[Labeled contour entries]
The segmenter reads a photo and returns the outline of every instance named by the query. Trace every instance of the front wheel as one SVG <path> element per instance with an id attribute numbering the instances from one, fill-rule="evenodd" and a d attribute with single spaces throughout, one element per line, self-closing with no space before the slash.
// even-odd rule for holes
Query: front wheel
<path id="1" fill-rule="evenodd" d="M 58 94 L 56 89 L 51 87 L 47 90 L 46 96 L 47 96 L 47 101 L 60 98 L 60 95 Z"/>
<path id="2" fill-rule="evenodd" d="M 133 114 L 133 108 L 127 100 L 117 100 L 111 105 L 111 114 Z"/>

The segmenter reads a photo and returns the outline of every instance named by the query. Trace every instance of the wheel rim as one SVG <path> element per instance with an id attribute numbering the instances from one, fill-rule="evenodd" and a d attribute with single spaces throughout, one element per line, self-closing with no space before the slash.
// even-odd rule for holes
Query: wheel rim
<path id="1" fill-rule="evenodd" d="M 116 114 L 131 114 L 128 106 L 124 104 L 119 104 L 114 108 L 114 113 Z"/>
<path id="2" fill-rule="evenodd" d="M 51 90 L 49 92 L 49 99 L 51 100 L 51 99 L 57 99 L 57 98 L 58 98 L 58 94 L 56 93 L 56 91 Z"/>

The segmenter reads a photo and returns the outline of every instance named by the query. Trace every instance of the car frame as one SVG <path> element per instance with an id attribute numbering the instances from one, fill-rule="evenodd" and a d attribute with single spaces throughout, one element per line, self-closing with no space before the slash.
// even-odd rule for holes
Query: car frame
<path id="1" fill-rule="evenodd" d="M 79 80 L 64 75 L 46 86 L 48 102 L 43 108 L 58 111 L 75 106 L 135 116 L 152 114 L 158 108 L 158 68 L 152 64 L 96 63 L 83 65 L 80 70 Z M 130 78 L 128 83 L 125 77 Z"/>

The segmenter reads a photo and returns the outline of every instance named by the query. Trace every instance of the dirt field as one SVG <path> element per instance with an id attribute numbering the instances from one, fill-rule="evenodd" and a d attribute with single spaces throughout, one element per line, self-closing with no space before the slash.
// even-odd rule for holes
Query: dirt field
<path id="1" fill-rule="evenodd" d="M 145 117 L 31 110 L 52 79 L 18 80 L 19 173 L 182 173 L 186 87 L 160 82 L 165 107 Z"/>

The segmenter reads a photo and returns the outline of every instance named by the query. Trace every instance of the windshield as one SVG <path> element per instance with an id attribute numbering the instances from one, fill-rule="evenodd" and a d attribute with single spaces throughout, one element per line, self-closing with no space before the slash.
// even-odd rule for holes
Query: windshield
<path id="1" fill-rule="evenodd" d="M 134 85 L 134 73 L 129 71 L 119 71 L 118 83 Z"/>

TASK BRIEF
Copy, word for word, the lines running from the line that contains "of the wheel" through the line that contains "Query: wheel rim", including both of those lines.

TASK ANSWER
The segmenter reads a photo and returns the outline of every instance named by the query. Trace every instance of the wheel rim as one SVG <path> element per instance with an id attribute numbering the instances from one, fill-rule="evenodd" and a d attribute with single spaces throughout, one element per line, self-closing with no space before the slash.
// even-odd rule for holes
Query: wheel rim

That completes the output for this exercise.